**** Source data ****

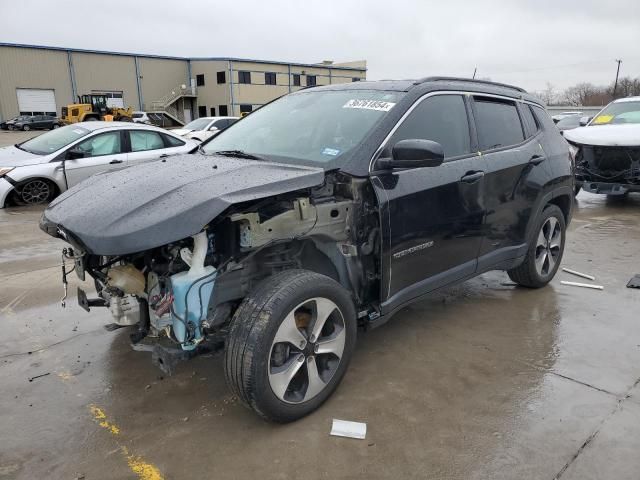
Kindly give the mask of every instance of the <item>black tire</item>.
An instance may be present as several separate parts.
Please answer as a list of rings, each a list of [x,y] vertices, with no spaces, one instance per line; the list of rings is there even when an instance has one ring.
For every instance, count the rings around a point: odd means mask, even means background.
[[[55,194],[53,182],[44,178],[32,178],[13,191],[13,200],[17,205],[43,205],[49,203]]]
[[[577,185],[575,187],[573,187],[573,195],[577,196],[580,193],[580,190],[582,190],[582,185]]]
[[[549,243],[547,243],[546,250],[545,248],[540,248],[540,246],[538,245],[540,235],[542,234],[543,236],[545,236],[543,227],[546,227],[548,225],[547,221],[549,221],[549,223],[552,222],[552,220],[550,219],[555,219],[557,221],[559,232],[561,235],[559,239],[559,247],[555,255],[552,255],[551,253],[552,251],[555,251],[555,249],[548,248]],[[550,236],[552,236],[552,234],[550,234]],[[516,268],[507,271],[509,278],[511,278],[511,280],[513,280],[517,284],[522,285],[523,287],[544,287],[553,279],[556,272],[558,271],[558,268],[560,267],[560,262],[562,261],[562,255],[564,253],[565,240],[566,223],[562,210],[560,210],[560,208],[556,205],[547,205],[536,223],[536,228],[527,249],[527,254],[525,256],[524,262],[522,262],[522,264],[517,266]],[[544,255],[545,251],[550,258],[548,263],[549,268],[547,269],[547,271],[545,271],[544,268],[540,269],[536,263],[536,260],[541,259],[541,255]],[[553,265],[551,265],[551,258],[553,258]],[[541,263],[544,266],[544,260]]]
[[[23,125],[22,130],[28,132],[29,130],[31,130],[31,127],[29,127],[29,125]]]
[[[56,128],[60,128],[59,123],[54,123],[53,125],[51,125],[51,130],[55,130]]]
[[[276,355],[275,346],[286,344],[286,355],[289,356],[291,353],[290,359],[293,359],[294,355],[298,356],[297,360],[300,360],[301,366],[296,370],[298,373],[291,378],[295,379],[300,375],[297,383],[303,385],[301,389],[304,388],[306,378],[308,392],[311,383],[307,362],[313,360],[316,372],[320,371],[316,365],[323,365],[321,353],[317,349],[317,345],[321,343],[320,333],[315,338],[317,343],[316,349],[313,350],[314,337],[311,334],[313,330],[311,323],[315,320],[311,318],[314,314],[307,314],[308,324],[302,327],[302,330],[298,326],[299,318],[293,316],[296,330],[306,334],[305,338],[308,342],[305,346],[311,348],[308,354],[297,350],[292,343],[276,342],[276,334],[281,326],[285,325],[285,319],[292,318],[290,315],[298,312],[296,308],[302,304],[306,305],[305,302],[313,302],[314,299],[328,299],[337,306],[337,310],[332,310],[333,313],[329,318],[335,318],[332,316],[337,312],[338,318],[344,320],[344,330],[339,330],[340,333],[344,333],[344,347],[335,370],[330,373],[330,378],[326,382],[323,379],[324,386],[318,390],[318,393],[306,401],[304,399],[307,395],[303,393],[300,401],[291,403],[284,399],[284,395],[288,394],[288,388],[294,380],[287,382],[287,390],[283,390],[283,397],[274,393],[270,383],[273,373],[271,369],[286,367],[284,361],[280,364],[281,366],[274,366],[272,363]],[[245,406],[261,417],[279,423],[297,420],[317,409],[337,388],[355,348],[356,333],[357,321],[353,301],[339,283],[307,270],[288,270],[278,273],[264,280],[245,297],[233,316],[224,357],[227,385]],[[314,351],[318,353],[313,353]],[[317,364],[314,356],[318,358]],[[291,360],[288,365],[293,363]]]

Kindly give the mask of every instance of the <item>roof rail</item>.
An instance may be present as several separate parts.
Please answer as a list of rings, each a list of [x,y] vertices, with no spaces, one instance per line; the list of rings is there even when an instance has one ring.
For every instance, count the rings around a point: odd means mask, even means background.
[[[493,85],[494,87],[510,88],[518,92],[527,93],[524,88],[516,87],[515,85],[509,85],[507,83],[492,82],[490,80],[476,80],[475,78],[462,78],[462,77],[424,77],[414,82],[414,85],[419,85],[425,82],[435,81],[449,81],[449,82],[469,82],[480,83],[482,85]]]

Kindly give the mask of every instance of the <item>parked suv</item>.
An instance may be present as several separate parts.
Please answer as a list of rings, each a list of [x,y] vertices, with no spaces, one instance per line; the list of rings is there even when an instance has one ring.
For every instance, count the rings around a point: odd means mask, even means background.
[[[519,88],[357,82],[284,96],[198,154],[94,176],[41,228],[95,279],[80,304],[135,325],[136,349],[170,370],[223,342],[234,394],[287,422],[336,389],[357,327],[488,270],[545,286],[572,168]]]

****
**** Source data ****

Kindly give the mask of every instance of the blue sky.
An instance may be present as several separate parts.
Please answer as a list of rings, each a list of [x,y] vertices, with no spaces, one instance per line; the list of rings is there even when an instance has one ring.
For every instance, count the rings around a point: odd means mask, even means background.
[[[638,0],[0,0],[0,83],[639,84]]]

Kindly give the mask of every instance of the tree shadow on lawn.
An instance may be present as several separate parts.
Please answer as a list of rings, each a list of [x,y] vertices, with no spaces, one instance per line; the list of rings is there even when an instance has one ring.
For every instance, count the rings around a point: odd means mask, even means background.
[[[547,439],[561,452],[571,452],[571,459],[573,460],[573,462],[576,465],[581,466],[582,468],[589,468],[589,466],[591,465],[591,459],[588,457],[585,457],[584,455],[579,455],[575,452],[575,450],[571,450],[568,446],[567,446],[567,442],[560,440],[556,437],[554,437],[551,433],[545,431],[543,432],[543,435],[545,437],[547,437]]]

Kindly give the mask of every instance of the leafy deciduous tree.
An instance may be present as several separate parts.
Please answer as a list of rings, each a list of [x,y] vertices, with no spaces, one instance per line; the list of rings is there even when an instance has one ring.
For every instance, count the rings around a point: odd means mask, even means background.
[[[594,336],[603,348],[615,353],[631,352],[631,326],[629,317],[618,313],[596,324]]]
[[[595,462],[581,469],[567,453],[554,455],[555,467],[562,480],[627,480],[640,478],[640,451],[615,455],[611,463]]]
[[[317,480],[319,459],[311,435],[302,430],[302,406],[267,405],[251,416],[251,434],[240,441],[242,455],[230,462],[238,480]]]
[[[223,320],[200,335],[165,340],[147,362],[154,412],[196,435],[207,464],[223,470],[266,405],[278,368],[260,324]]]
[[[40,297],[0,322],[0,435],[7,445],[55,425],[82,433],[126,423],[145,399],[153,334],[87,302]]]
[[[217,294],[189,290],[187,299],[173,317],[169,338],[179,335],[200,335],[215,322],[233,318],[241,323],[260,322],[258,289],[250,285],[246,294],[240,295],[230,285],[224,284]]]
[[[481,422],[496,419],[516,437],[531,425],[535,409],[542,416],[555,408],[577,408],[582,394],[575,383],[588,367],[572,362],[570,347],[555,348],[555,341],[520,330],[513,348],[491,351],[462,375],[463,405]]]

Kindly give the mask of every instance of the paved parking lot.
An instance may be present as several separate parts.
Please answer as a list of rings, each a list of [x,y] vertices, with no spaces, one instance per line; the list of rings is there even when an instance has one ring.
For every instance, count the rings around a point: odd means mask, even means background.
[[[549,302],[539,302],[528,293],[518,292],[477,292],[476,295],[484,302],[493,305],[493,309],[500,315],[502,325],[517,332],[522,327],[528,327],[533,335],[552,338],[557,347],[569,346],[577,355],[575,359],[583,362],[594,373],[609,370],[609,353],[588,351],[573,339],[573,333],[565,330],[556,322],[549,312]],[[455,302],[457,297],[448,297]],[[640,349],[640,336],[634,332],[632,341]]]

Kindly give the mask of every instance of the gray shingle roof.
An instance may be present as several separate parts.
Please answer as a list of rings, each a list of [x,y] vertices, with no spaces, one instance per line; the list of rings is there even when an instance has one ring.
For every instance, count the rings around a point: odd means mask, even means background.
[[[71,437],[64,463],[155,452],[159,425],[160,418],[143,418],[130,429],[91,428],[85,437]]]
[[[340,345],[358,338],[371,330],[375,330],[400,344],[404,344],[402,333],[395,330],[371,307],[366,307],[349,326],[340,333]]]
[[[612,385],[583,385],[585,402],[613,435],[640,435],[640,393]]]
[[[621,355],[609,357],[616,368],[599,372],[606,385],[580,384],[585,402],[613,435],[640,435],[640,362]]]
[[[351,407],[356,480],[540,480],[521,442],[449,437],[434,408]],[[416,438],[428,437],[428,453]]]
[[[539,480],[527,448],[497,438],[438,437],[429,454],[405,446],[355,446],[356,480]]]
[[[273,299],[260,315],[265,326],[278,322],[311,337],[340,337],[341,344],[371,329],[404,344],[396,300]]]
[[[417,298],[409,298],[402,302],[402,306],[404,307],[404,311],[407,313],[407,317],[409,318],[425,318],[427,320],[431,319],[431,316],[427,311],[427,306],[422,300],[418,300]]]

****
**** Source data ****

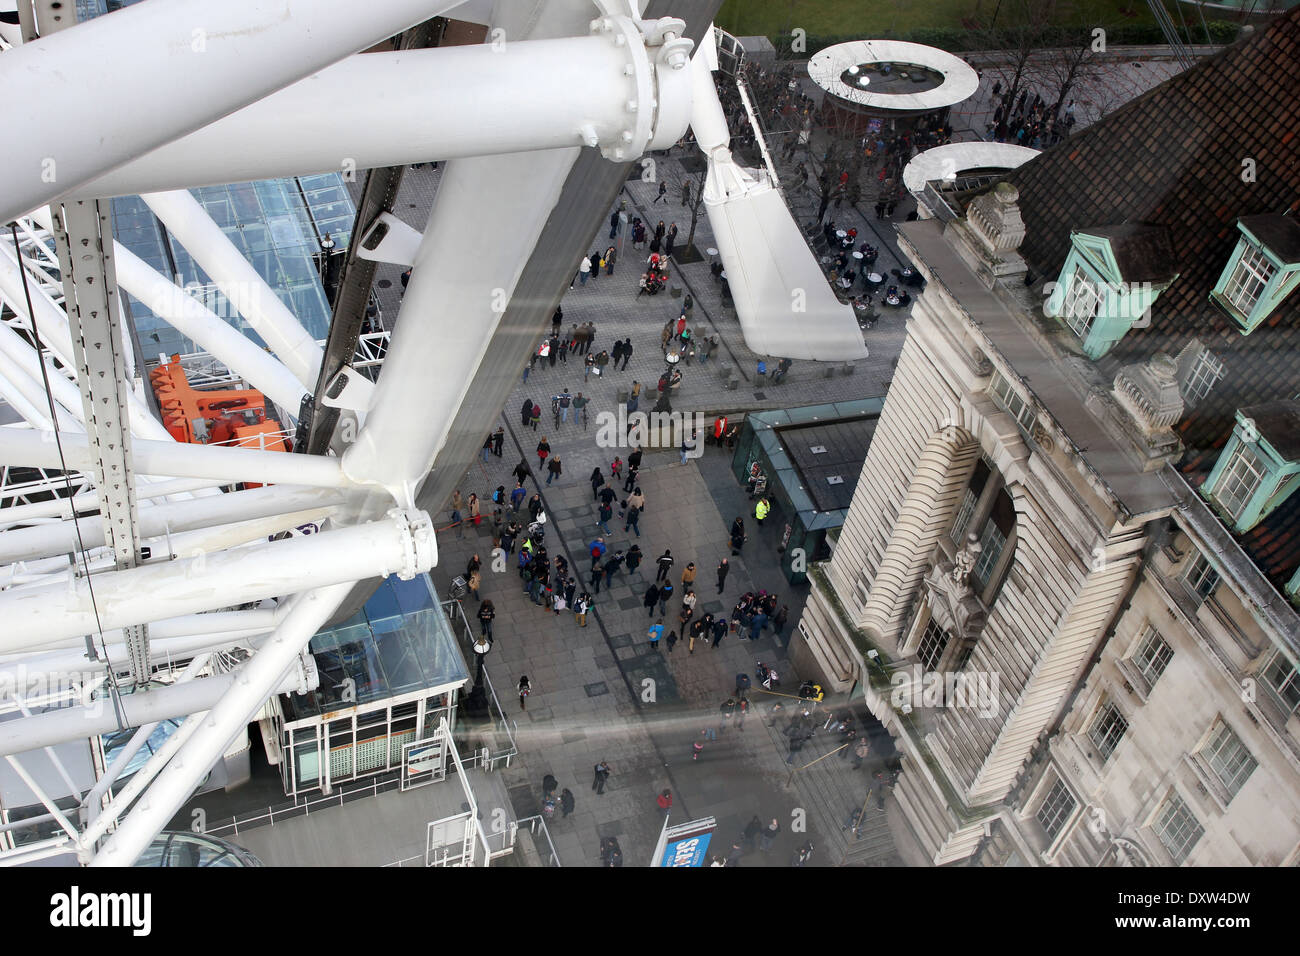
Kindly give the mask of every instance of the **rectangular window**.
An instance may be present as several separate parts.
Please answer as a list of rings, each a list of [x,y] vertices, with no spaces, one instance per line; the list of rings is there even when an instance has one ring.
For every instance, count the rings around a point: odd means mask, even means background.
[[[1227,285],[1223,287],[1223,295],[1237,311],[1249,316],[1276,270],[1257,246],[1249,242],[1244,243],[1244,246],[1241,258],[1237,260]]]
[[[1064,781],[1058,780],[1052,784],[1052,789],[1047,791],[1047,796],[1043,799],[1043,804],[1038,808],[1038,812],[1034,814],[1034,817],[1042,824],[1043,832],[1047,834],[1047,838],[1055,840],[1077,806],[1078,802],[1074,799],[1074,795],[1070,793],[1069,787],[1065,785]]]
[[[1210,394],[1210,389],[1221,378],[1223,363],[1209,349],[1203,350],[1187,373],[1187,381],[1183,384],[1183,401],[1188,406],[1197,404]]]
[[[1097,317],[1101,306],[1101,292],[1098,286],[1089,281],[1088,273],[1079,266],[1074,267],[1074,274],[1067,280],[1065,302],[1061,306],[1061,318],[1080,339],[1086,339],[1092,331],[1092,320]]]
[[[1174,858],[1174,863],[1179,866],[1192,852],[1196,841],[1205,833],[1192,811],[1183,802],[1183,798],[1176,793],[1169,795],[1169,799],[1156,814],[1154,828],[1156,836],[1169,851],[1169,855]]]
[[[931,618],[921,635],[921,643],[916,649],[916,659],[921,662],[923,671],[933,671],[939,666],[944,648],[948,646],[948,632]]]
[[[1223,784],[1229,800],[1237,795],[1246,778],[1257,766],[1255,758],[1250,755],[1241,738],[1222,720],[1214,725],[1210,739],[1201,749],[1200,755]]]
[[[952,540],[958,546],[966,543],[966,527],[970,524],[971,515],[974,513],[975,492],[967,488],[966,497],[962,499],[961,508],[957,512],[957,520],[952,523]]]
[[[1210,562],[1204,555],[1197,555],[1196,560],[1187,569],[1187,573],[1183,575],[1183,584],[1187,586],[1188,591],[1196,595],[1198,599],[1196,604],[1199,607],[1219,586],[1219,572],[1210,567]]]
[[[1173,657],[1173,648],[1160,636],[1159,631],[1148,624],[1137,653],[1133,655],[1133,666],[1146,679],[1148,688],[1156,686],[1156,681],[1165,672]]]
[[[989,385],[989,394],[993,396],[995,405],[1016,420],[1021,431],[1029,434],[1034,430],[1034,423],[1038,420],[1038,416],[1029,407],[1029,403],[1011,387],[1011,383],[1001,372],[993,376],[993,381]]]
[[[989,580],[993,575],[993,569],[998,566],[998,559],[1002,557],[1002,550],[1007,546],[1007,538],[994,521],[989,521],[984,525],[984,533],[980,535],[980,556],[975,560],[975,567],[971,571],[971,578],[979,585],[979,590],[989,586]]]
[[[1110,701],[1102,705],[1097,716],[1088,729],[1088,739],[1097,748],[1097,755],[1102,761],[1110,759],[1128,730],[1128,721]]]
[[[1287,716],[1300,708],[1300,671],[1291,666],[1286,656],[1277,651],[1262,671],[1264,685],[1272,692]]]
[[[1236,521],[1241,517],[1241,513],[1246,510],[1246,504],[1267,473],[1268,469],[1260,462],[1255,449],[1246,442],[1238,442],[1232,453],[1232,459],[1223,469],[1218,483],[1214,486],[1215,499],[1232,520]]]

****

**Work to complete:** Every line of the listing that holds the word "give" is to be found and copied.

**Written response:**
Kindly give the mask of every instance of the <item>black tire</item>.
Kindly give the mask of every instance of the <item>roof rail</item>.
Kindly give the mask of every instance of the <item>parked suv</item>.
Kindly give the mask of every instance of the blue sky.
Kindly give the mask of every instance of the tree shadow on lawn.
Kindly give the mask of every instance of the leafy deciduous tree.
Kindly give the mask of every instance of the paved parking lot.
Kindly give the mask of every instance of the gray shingle roof.
Kindly give the mask of every instance of the **rectangular window**.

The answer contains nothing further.